▶ WHAT YOU ARE ASKED TO DO:
Output the lines of the records from the one containing "Can you find the lit" through the last, both ends included. Leave pictures out.

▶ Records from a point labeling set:
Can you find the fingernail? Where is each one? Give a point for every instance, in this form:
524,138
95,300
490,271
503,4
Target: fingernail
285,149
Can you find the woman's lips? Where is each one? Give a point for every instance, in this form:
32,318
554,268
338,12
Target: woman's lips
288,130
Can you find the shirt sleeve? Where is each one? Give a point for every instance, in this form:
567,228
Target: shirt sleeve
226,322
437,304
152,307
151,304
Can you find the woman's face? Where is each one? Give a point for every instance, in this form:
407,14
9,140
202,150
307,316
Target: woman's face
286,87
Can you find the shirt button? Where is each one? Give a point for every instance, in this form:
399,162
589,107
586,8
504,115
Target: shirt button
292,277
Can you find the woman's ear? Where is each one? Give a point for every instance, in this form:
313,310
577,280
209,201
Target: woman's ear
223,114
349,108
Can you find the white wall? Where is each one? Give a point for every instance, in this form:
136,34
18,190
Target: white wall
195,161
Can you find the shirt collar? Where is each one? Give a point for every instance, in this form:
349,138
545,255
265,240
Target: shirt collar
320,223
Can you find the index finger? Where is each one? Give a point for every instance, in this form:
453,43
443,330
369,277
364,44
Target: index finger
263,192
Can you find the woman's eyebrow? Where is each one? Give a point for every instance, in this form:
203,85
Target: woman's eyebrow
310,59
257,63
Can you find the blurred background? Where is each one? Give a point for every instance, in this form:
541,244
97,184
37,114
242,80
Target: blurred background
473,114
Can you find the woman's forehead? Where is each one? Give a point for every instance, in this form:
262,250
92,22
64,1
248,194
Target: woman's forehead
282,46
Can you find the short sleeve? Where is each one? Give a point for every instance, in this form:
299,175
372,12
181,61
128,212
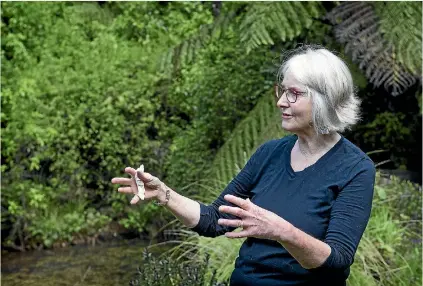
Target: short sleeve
349,216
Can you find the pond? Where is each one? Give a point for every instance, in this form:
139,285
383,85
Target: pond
105,264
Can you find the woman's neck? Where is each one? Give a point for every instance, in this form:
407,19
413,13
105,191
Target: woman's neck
314,144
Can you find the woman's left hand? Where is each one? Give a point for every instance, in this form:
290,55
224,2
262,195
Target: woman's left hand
254,220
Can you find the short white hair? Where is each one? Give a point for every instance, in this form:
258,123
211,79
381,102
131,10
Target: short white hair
335,106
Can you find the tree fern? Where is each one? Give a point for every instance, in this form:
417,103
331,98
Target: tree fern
261,24
358,27
284,19
262,124
401,25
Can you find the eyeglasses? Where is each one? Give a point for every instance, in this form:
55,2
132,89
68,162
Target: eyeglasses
291,94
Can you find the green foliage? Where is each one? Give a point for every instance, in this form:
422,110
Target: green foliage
401,24
214,102
168,272
82,98
79,104
388,254
389,130
261,125
356,26
285,19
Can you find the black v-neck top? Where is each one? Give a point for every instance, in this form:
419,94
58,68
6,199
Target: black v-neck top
330,200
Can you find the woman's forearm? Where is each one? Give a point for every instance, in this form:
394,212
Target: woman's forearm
184,209
307,250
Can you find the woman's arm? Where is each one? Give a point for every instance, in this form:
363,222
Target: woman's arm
349,217
184,209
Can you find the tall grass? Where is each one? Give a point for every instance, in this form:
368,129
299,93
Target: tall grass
388,254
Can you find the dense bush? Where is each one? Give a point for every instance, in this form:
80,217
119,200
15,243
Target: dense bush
89,88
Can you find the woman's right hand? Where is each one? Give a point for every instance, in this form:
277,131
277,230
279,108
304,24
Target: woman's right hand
154,188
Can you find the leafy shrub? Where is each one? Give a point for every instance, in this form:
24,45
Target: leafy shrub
167,272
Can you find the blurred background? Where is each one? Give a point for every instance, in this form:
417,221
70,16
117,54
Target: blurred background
186,88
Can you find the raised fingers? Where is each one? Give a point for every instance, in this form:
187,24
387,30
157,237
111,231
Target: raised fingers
131,171
126,190
238,201
122,181
230,222
234,211
240,234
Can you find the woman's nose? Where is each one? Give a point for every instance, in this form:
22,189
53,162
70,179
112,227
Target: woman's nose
282,102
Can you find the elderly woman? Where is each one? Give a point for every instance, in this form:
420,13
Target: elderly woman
303,201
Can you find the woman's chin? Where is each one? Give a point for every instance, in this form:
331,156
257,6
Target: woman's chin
288,127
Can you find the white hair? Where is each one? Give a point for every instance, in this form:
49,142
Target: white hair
335,106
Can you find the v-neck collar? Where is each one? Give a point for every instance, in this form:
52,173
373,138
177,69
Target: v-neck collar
319,163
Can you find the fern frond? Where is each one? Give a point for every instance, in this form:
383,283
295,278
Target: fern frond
185,52
263,123
401,25
285,19
358,27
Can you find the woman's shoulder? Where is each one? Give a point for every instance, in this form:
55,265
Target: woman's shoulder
354,159
279,143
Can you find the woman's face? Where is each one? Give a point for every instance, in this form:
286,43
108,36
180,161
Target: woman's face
296,117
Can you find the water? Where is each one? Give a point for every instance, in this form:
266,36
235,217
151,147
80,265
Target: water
105,264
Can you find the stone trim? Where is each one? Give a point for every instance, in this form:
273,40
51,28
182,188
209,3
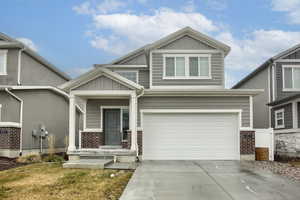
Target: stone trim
92,139
9,138
247,142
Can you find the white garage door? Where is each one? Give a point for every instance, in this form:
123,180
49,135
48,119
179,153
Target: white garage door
190,136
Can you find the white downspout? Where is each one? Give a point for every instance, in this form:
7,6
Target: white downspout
19,65
21,117
137,102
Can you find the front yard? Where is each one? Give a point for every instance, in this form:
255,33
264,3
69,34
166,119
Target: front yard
51,181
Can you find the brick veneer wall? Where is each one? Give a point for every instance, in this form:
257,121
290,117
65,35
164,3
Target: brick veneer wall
92,139
9,138
247,142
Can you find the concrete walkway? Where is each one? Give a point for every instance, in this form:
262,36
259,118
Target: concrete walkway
211,180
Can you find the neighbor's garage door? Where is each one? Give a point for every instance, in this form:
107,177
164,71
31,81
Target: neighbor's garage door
194,136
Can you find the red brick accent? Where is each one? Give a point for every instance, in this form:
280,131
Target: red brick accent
247,142
92,139
9,138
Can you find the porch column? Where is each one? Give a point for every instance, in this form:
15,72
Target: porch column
133,121
72,112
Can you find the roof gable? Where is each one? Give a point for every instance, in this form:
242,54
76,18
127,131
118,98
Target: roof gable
91,80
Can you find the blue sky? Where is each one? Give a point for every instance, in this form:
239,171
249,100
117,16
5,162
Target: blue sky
75,34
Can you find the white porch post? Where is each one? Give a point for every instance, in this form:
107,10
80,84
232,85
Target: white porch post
72,112
133,121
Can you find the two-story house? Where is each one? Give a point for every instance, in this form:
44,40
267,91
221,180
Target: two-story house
30,103
164,101
279,106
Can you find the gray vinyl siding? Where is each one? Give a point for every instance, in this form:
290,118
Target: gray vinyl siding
217,72
298,114
35,73
39,107
197,103
142,73
187,43
260,108
135,60
288,115
10,108
12,68
102,83
280,94
93,111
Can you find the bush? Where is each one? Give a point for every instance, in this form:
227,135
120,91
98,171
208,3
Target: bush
53,158
34,158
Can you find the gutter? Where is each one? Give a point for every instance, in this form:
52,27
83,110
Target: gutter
21,117
19,64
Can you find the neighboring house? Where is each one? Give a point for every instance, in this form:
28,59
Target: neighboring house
278,107
29,100
164,101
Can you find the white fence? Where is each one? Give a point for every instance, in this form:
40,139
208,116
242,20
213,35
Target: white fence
265,138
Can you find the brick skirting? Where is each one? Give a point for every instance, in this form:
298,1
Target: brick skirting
92,139
9,138
247,142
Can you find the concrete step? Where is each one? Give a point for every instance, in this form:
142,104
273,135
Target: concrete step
124,165
88,163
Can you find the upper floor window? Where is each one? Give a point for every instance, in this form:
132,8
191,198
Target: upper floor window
3,62
279,118
131,75
291,77
187,66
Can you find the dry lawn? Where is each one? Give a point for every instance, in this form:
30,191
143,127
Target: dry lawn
51,181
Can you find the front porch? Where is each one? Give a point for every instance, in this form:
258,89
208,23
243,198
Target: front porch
109,125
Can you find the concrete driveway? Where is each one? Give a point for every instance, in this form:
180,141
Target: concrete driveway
211,180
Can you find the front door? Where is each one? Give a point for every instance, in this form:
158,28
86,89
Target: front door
112,129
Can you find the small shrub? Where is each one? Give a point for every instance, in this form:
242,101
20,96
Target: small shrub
53,158
34,158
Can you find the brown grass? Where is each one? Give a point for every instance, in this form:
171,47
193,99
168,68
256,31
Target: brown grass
51,181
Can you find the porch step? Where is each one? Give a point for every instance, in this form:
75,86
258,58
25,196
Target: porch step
122,165
88,163
110,147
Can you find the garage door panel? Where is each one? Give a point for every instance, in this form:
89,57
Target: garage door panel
190,136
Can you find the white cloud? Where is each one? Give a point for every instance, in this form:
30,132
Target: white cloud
260,45
111,44
291,7
217,4
91,8
190,6
29,43
141,29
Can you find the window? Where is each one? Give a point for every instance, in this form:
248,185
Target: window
130,75
3,62
184,66
291,77
279,118
125,123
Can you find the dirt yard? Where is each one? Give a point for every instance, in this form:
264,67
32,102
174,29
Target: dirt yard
51,181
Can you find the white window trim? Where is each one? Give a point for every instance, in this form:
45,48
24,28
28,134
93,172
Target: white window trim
134,71
187,68
121,115
283,78
4,53
276,119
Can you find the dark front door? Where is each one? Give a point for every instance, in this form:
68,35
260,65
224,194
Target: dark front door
112,129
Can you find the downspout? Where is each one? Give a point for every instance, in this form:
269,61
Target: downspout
21,118
137,146
19,65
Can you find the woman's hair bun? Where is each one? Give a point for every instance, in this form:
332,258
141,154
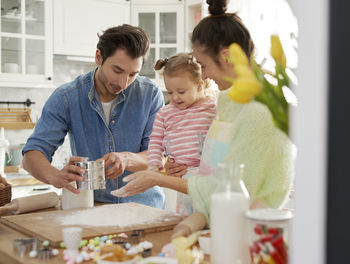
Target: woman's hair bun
217,7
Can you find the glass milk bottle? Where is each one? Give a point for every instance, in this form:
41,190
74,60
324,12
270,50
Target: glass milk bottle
229,203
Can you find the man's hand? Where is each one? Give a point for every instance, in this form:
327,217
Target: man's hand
175,169
115,164
69,173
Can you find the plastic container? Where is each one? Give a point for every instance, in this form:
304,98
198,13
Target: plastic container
229,203
268,232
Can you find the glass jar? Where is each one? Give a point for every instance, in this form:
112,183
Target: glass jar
268,231
229,203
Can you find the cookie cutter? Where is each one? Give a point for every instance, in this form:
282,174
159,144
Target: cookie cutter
22,246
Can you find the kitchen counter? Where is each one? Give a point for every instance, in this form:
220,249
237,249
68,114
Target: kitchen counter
8,256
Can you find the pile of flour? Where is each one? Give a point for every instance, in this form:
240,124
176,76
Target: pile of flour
121,215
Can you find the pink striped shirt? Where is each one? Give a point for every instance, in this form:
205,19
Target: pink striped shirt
180,133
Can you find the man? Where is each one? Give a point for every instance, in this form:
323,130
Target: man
108,113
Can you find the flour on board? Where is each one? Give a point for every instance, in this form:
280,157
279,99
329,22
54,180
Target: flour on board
121,215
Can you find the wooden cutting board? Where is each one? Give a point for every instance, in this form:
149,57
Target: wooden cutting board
96,221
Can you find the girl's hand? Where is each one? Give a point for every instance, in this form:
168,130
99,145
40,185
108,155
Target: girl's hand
175,169
138,182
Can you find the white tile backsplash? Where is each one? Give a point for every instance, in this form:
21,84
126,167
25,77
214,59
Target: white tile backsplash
63,71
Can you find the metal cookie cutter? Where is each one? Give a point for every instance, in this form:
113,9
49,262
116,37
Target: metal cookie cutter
24,245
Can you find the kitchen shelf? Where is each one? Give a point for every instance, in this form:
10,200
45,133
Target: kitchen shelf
16,118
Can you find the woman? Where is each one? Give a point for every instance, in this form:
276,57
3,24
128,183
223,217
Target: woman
241,133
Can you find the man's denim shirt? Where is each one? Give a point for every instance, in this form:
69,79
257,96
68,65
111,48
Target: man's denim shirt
75,108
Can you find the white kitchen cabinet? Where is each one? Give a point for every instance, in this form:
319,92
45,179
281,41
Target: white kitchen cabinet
77,22
26,43
195,10
164,22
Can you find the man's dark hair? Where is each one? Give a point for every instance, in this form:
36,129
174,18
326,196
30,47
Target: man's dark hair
134,40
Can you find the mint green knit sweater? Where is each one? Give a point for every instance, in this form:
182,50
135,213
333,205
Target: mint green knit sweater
245,133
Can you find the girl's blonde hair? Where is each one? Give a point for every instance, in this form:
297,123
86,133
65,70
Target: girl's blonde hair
181,63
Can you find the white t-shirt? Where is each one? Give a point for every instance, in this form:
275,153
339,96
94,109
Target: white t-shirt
107,108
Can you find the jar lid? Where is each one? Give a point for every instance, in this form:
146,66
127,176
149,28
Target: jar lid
269,214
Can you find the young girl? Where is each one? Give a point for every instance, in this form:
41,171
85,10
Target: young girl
240,133
180,127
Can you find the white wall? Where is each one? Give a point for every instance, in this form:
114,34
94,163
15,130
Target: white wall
309,131
63,71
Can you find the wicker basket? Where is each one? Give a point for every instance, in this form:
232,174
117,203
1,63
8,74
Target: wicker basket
5,192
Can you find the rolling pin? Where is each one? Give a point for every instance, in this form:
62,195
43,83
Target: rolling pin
30,203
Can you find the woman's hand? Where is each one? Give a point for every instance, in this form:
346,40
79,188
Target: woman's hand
175,169
138,182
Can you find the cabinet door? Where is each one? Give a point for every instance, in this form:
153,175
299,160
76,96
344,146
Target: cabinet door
77,22
165,27
26,43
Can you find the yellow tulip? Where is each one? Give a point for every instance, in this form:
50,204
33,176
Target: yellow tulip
237,55
244,71
239,97
252,87
277,51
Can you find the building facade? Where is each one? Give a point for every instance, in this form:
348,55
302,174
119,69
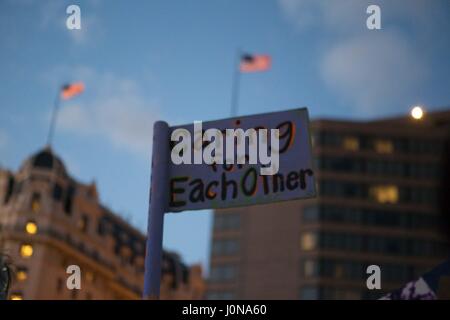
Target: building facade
49,221
378,186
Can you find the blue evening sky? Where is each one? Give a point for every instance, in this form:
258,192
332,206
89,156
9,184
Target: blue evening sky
143,61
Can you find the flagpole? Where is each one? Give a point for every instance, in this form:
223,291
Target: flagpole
235,85
53,119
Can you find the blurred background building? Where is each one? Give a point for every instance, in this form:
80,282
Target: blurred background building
378,187
49,221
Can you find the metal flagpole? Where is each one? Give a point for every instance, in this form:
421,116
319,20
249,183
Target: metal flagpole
235,85
53,119
159,199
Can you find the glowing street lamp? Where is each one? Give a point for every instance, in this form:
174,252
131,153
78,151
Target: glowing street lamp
417,113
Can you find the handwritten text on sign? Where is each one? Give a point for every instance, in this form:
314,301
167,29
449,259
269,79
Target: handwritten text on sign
203,186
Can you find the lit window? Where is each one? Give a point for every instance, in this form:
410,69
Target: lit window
310,268
384,146
31,228
36,202
26,250
21,275
16,296
89,276
308,241
351,143
83,223
338,271
384,194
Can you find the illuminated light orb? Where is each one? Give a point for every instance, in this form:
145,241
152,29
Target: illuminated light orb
417,113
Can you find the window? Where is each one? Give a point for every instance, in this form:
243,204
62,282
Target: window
21,274
90,276
351,143
384,193
309,293
59,285
68,202
384,146
310,268
57,192
225,247
16,296
35,202
26,250
308,241
311,214
223,273
31,227
224,295
83,223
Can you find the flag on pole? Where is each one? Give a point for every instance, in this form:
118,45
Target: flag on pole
254,63
70,90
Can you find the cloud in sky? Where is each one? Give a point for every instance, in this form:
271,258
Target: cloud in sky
372,70
115,110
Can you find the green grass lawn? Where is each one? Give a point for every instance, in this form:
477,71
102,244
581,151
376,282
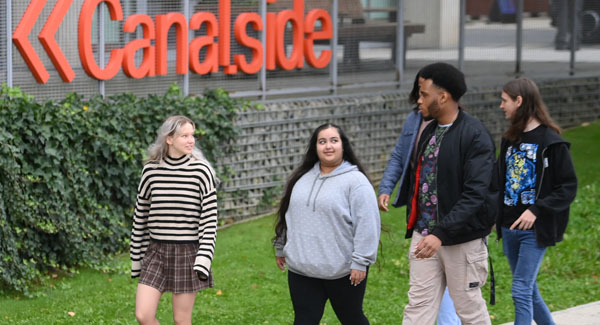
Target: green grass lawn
250,289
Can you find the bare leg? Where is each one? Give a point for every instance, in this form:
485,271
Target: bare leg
146,302
183,305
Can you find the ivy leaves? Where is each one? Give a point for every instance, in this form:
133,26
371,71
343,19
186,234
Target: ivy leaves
69,171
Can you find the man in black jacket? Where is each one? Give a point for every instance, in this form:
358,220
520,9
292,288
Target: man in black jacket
448,216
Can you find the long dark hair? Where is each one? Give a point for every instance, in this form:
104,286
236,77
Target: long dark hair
308,162
532,105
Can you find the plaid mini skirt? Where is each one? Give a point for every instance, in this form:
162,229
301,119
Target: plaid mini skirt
168,267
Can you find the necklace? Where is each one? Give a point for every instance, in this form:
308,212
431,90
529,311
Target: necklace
440,134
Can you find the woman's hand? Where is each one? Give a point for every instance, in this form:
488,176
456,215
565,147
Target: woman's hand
525,221
357,276
280,263
382,201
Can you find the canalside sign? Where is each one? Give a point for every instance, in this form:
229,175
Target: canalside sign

▶ COMPLETE RESPONSE:
Can you find the lit window? Where is each one? Give a point for every instance, in this form:
410,69
Target: lit window
310,268
384,146
31,228
36,202
26,250
21,275
16,296
89,276
308,241
351,143
83,223
338,271
384,194
Can you find the illuminated light orb? Where is each one? Give a point for every instance, in this form:
145,241
152,29
Target: illuminated light orb
417,113
Can you find the window? Where is each one? Give a point for every instance, in this form:
243,204
62,282
Target: window
21,274
90,276
351,143
384,193
309,293
59,285
68,202
384,146
310,268
57,192
225,247
16,296
35,202
26,250
308,241
311,214
223,273
31,227
224,295
83,223
Can you find the flag on pole? Where is each one? Give a point for every instance, in this form:
118,45
Target: flag on pole
254,63
70,90
Can you find the cloud in sky? Where is each one? Give a point for every instance, in this form:
271,258
Target: cloud in sky
372,70
115,110
Can you find the green grass lawn? Where is each one? Give a point for every instance, in this form:
477,71
102,244
581,151
376,282
Target: green grass lawn
250,289
Can you find the bare leg? Where is each one? Give a point for every instance, in this form:
485,271
Target: bare leg
146,302
183,305
Can you find the ivy leaves? Where is each one? Give a point for every instance, in this form:
133,26
371,71
343,19
186,234
Target: ivy leaves
69,171
Can you find the man in black jacket? Where is each one? Give a point for every instance, in this form:
358,220
520,9
292,288
Target: man in black jacket
448,216
Can you find the long dark hair? Where is each one? Give a point for every instance, in this form:
104,286
236,77
Target: long dark hair
308,162
532,105
Can you find the plaid mini skirt? Where is each one? Give a point for every instance, in this form:
162,229
301,119
Target: plaid mini skirt
168,267
Can you find the necklace? Where is each one? Give a point for every instance, in this form:
308,212
431,90
529,311
Target: necklace
440,134
Can you find the woman's hand? Where is each one? Give a point for every instance, in this form:
488,176
456,215
565,147
Target: woman's hand
525,221
357,276
280,263
382,201
Can you find the canalside sign? Where is each one? Give a point for every instance, in this form:
229,175
Target: canalside sign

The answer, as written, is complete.